START GIVEN RECORDS

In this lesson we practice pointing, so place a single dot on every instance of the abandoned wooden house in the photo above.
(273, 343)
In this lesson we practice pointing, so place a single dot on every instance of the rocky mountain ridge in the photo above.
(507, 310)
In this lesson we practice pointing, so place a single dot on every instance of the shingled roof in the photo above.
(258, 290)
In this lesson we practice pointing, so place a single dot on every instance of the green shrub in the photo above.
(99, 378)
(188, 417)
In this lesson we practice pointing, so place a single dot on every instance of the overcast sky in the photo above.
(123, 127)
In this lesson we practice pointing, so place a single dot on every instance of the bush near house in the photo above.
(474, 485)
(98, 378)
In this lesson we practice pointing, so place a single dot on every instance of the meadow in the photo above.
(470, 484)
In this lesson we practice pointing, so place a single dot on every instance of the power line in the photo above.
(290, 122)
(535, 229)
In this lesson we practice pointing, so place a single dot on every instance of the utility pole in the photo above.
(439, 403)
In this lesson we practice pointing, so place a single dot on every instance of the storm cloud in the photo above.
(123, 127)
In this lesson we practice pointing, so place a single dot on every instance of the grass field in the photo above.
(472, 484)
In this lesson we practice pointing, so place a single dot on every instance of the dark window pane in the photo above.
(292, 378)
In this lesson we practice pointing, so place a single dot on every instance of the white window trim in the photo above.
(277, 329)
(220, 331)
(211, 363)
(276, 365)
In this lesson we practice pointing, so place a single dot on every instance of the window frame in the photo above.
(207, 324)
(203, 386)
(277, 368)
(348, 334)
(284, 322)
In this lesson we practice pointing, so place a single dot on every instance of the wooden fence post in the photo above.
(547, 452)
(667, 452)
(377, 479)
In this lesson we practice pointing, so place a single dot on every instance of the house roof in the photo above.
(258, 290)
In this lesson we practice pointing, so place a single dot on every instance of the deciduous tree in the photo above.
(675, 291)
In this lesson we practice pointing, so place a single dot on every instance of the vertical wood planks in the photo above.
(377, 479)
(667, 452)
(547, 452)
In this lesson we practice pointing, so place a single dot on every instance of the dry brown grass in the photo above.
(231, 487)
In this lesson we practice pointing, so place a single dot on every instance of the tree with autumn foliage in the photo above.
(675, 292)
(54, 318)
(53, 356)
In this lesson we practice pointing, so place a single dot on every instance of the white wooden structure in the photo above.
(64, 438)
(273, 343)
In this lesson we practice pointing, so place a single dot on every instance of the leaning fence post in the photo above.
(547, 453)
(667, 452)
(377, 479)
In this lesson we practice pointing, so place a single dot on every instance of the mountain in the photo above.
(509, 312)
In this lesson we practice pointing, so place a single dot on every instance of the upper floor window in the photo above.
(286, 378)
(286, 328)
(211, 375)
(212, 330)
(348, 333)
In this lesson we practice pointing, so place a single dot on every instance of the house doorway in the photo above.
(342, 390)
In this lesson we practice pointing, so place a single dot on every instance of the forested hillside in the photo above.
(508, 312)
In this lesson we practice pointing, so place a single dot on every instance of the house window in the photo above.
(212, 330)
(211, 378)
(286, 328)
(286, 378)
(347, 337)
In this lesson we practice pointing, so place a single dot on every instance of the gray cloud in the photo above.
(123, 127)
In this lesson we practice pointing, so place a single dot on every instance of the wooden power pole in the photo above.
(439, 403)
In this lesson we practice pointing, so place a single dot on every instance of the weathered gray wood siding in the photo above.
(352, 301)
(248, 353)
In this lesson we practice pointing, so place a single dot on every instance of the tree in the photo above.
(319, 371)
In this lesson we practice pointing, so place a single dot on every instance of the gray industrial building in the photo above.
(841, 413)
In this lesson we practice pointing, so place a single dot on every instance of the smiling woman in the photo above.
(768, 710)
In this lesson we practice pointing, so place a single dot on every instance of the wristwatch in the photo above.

END GIVEN RECORDS

== ASSIGNED TASK ==
Give back every entry, unchanged in any way.

== ANSWER TO THIS PROBLEM ==
In this lesson we practice pointing, so place a single dot on every instance of the abandoned wooden house in the photo above.
(273, 343)
In this lesson we practice pointing, so place a single dot on every instance of the rocky mountain ridge in the photo above.
(507, 310)
In this lesson we practice pointing, so place a single dot on every instance of the shingled roof in the photo above.
(258, 290)
In this lesson we practice pointing, so place a single dot on every instance of the green shrub in the photo above.
(99, 378)
(188, 417)
In this lesson we practice pointing, so place a single dot on every instance of the overcast sky in the photo above.
(123, 127)
In this lesson we practice pointing, so place a single dot on every instance of the bush near house in the photo above.
(474, 485)
(98, 378)
In this lesson we practice pointing, so place a single dot on every instance of the meadow in the photo above.
(470, 484)
In this lesson we practice pointing, so place a single dot on every instance of the power line in the photo above.
(290, 122)
(535, 229)
In this lesson we practice pointing, so place a single dot on every instance of the utility pole in the photo above.
(439, 403)
In this lesson we practice pointing, so place a single dot on every instance of the storm cloud in the photo above.
(123, 127)
In this lesson we practice pointing, so place a single dot on every instance of the grass field in the photo above.
(472, 484)
In this lesson we practice pointing, so place a single dot on every instance of the dark window pane in the photo above.
(292, 378)
In this lesson we practice pointing, so place a single dot on every instance of the white window trim in the photo above.
(277, 329)
(220, 331)
(211, 363)
(276, 365)
In this lesson we practice pointing, so place a single dot on every instance of the window frame in the photo above.
(207, 324)
(203, 386)
(277, 368)
(348, 334)
(284, 322)
In this lesson we practice pointing, so place a single dot on every instance of the wooden fence post in the photo above.
(547, 452)
(667, 452)
(377, 479)
In this lesson we practice pointing, so place a single dot on every instance of the house roof in the photo above.
(258, 290)
In this lesson we practice pointing, so place a single dot on every instance of the deciduous tree in the photo above.
(675, 291)
In this lesson we practice pointing, so place a single dot on every instance of the vertical wood planks in the photo above.
(377, 479)
(667, 452)
(547, 452)
In this lesson we practice pointing, so place a single dot on every instance of the dry brown grass in the photo above.
(231, 487)
In this lesson we practice pointing, so place a single dot on every instance of the tree with autumn foliage in the photo above.
(675, 292)
(54, 318)
(53, 356)
In this lesson we practice pointing, so place a single dot on every instance of the white wooden structure in the photo above.
(64, 438)
(273, 343)
In this lesson we practice pointing, so place a single dot on every instance of the leaning fence post in the photo above.
(547, 453)
(667, 452)
(377, 479)
In this lesson we practice pointing, so place a single dot on every instance of the mountain in the photo above.
(509, 312)
In this lesson we practice pointing, so place a single dot on every instance of the upper floor window in the photo above.
(286, 378)
(286, 328)
(211, 375)
(212, 330)
(348, 333)
In this lesson we practice pointing, so place a single dot on every instance of the house doorway in the photo above.
(342, 390)
In this lesson we practice pointing, so place a single dot on every instance of the forested hillside in the photo above.
(508, 312)
In this lesson we practice pointing, so place a single dot on every instance of the house window in the photo above.
(212, 330)
(211, 378)
(286, 328)
(286, 378)
(347, 337)
In this lesson we practice pointing, so place a single dot on every instance of the gray cloud in the photo above.
(123, 127)
In this lesson we practice pointing, so place a single dot on every instance of the wooden power pole in the photo above.
(439, 403)
In this lesson we practice pointing, so place a single dot on every instance of the weathered gray wood siding in the photo above.
(352, 301)
(248, 353)
In this lesson we practice pointing, so place a single dot on every instance of the tree in the photo above.
(319, 371)
In this lesson we practice pointing, so place a single dot on every instance of the gray industrial building in the photo above.
(841, 413)
In this lesson we practice pointing, so place a single dot on every instance of the smiling woman in the photo above.
(768, 710)
In this lesson we practice pointing, so place a single dot on every instance of the wristwatch in the photo above.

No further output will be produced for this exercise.